**Data section**
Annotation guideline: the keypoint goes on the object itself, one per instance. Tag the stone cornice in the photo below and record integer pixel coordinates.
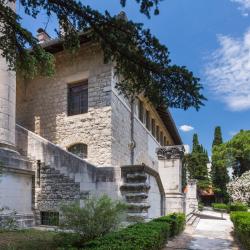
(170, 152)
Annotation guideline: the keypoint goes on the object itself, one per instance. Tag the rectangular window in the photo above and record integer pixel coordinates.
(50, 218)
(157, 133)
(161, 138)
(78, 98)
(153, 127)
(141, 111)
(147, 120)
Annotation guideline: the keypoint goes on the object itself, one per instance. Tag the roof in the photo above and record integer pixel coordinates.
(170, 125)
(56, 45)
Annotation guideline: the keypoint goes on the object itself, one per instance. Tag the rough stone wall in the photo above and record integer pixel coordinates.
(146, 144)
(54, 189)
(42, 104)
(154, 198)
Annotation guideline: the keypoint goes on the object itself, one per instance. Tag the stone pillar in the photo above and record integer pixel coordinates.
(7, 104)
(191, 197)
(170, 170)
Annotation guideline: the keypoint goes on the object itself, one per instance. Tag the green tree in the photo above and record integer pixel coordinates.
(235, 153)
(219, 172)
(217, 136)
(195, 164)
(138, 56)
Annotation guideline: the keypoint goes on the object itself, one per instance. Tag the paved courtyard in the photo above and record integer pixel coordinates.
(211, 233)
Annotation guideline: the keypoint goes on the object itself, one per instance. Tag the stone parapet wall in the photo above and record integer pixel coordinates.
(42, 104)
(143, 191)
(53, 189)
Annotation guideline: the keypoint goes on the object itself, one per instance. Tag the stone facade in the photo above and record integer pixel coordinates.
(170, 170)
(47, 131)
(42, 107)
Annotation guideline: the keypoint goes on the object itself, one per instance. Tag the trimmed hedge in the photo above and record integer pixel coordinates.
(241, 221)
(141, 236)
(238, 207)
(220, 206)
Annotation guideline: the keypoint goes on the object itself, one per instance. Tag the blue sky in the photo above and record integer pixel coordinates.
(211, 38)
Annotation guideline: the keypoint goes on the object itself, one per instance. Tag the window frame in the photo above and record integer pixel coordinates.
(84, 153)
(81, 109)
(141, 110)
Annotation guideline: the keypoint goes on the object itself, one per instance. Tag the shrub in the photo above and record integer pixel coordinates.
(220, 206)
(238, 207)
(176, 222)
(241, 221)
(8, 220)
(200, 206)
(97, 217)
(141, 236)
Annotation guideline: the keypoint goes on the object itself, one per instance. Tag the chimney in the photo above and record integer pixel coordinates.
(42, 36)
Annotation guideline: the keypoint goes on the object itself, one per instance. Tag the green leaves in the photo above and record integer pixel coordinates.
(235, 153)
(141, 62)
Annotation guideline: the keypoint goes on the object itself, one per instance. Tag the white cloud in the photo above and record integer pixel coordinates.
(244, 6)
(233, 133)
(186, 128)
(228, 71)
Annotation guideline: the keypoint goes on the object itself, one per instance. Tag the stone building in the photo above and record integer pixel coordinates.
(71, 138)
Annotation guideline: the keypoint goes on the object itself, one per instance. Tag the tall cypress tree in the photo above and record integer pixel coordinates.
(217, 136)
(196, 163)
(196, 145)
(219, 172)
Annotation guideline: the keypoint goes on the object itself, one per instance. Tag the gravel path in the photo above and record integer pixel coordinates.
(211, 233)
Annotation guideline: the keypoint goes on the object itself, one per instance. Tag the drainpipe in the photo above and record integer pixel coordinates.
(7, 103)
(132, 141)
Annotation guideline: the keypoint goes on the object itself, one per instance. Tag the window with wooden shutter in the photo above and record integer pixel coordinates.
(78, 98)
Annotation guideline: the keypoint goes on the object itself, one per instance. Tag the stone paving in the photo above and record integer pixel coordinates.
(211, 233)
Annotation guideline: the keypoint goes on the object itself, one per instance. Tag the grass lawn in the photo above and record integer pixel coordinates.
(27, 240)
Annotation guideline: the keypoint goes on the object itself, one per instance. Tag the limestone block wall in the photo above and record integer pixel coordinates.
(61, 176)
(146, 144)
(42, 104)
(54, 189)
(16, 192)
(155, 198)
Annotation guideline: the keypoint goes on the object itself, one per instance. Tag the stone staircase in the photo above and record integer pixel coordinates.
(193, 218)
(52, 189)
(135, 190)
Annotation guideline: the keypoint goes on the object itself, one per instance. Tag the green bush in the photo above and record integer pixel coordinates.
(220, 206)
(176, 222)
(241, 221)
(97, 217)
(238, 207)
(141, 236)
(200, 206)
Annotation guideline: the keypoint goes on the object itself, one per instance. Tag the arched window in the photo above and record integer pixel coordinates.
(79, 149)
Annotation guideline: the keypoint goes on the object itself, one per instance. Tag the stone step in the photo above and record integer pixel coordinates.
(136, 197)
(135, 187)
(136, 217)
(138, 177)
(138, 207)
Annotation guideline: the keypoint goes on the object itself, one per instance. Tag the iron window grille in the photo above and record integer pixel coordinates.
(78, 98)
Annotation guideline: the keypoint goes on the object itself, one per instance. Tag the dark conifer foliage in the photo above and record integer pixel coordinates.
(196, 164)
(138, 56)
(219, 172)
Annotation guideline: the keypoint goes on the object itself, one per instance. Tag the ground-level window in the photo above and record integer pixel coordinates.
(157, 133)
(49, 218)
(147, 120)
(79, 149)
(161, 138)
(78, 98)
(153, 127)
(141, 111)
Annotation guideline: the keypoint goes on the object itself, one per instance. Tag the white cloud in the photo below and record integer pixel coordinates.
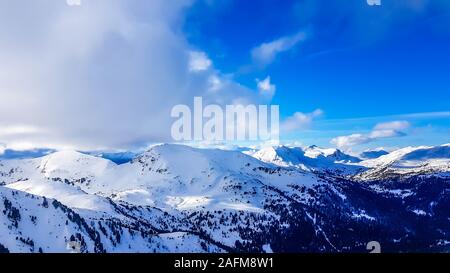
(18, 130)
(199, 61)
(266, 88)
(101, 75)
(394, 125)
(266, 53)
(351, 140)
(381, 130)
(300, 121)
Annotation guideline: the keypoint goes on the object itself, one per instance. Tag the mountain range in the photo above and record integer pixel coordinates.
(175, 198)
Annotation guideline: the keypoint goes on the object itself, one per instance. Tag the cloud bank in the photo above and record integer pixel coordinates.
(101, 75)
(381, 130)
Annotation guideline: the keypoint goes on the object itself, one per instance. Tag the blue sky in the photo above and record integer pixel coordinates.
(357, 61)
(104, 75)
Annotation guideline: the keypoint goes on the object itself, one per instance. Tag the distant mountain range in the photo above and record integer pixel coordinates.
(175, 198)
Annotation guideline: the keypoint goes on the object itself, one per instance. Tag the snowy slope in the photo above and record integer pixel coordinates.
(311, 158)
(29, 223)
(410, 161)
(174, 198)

**Assigned task**
Retype each record exactly as it appears above and drop the images.

**Solution to this exercise**
Annotation guideline: the keypoint goes on the object itself, one per instance. Tag the stone cornice in the photo below and record integer pixel coordinates.
(170, 152)
Annotation guideline: the keypoint goes on the object itself, one per instance. Tag the rectangular window in the photo above and record integer pixel coordinates.
(50, 218)
(157, 133)
(161, 138)
(78, 98)
(153, 127)
(141, 111)
(147, 120)
Annotation guideline: the keypoint goes on the object itself, one per instance. Tag the roof in the photo above and record integer pixel coordinates.
(170, 125)
(56, 45)
Annotation guideline: the keypoint goes on the object itself, one per instance. Tag the rough stone wall in the photo above and record integer pixel coordinates.
(146, 144)
(54, 189)
(42, 104)
(154, 198)
Annotation guideline: the keypoint goes on the object itself, one per instance. Tag the stone pillar in the photo above and record integer pixel coordinates.
(7, 104)
(191, 197)
(170, 170)
Annotation guideline: the keypoint goes on the object itself, one per instance. Tag the green tree in the photo above and record integer pixel coordinates.
(235, 153)
(219, 172)
(217, 136)
(195, 164)
(138, 56)
Annotation guideline: the keypoint goes on the object itself, one per instance. Tag the paved courtyard in the photo above and record integer pixel coordinates.
(211, 233)
Annotation guideline: the keypoint goes on the object itself, one per instance. Tag the stone parapet wall in the photo above and record integer pixel coordinates.
(42, 104)
(143, 191)
(53, 189)
Annotation guideline: the keypoint goes on the object itself, one per instance. Tag the stone facade in the photo above and record integer pixel coordinates.
(170, 170)
(47, 131)
(42, 107)
Annotation guideline: the keypoint goes on the object itself, one per instance. Tag the trimmed hedge in the photo above and record integer pixel coordinates.
(241, 221)
(141, 236)
(238, 207)
(220, 206)
Annotation guideline: the keypoint goes on the object itself, one per instance. Tag the blue sky in the photo above and record integer pixel coordinates.
(211, 38)
Annotation guideline: the keypoint goes on the object itself, one per instance. Tag the window frame in the photo above and record integer pixel coordinates.
(84, 153)
(81, 109)
(141, 110)
Annotation guideline: the keypoint goes on the object itself, one per instance. Tag the shrub in the photo above and record integer pixel coordinates.
(220, 206)
(238, 207)
(176, 222)
(241, 221)
(8, 220)
(200, 206)
(97, 217)
(141, 236)
Annotation guideline: the keypoint goes on the object itself, one per instance. Tag the chimney in the photo above and record integer pixel coordinates.
(42, 36)
Annotation guideline: the keypoint goes on the object itself, one per instance. Tag the green leaves in the photo above and record integer pixel coordinates.
(235, 153)
(141, 62)
Annotation guideline: the keypoint goes on the object itself, one per instance. Tag the white cloud in the photo above and record integer pixel coordinates.
(244, 6)
(233, 133)
(186, 128)
(228, 71)
Annotation guideline: the keypoint goes on the object itself, one per instance. Tag the stone building in the photo above and record integer pixel coordinates.
(71, 138)
Annotation guideline: the keypoint goes on the object itself, one per instance. Tag the tall cypress tree in the photo above and record integer pixel coordinates.
(217, 136)
(196, 163)
(196, 145)
(219, 172)
Annotation guideline: the keypoint goes on the object itself, one per instance. Tag the gravel path in the photo above and record integer pixel coordinates.
(211, 233)
Annotation guideline: the keypoint goes on the object itself, one per instance. Tag the drainpipe in the photo above and record integer pixel coordinates.
(7, 103)
(132, 141)
Annotation guideline: the keypoint goes on the object itself, one per instance. Tag the window with wooden shutter in the photo above and record integer pixel coordinates.
(78, 98)
Annotation guideline: the keypoint goes on the object itself, one per instance. Tag the stone paving in the photo above and record integer pixel coordinates.
(211, 233)
Annotation guideline: the keypoint goes on the object itself, one per instance. Tag the grass lawn in the photo above and record integer pixel coordinates.
(27, 240)
Annotation guideline: the keypoint goes on the object itself, one per instance. Tag the limestone block wall in the photo above and record integer pixel coordinates.
(61, 176)
(146, 144)
(42, 104)
(54, 189)
(16, 192)
(155, 198)
Annotation guideline: the keypoint goes on the object itself, one per instance. Tag the stone staircase in the photo above and record integer pixel coordinates.
(193, 218)
(52, 189)
(135, 190)
Annotation guideline: the keypoint goes on the object itself, one per instance. Tag the green bush in the photo above and record integer pixel coordinates.
(220, 206)
(176, 222)
(241, 221)
(97, 217)
(238, 207)
(141, 236)
(200, 206)
Annotation guideline: the keypoint goes on the object itself, one per instance. Tag the arched window in the photo above and record integer pixel coordinates.
(79, 149)
Annotation guideline: the keypoint goes on the object itself, one per instance. Tag the stone step in the photo above and record integer pixel coordinates.
(136, 197)
(135, 187)
(136, 217)
(138, 177)
(138, 207)
Annotation guideline: the keypoint goes on the object itself, one per instance. Tag the iron window grille in the photo above and record integer pixel coordinates.
(78, 98)
Annotation guideline: the keypoint goes on the object itself, one per instance. Tag the dark conifer foliage in the photo above and record integer pixel coordinates.
(196, 164)
(138, 56)
(219, 172)
Annotation guideline: the keypoint goes on the object itself, one per instance. Tag the ground-level window in the photo above and record integer pixel coordinates.
(157, 133)
(49, 218)
(147, 120)
(79, 149)
(161, 138)
(78, 98)
(153, 127)
(141, 111)
Annotation guideline: the keypoint goes on the object itself, one per instance. Tag the white cloud in the photo below and record integer pixel coordinates.
(18, 130)
(199, 61)
(266, 88)
(101, 75)
(394, 125)
(266, 53)
(351, 140)
(381, 130)
(300, 121)
Annotation guideline: the keypoint goes on the object itself, one per instance. Tag the mountain range in the photo above and record integer pixel coordinates.
(175, 198)
Annotation guideline: the keypoint goes on the object itself, one per instance. Tag the cloud bank in the photo above and record integer pixel coordinates.
(101, 75)
(381, 130)
Annotation guideline: the keypoint goes on the object itself, one per instance. Tag the blue sky in the photo above and record integer pixel coordinates.
(357, 61)
(104, 75)
Annotation guideline: the keypoint goes on the object itself, one per instance. Tag the distant mountain range in the photo above and record integer pixel coordinates.
(175, 198)
Annotation guideline: the keypoint goes on the object itself, one per instance. Tag the snowy slope in the photo above and record integer pixel coordinates.
(311, 158)
(29, 223)
(410, 161)
(174, 198)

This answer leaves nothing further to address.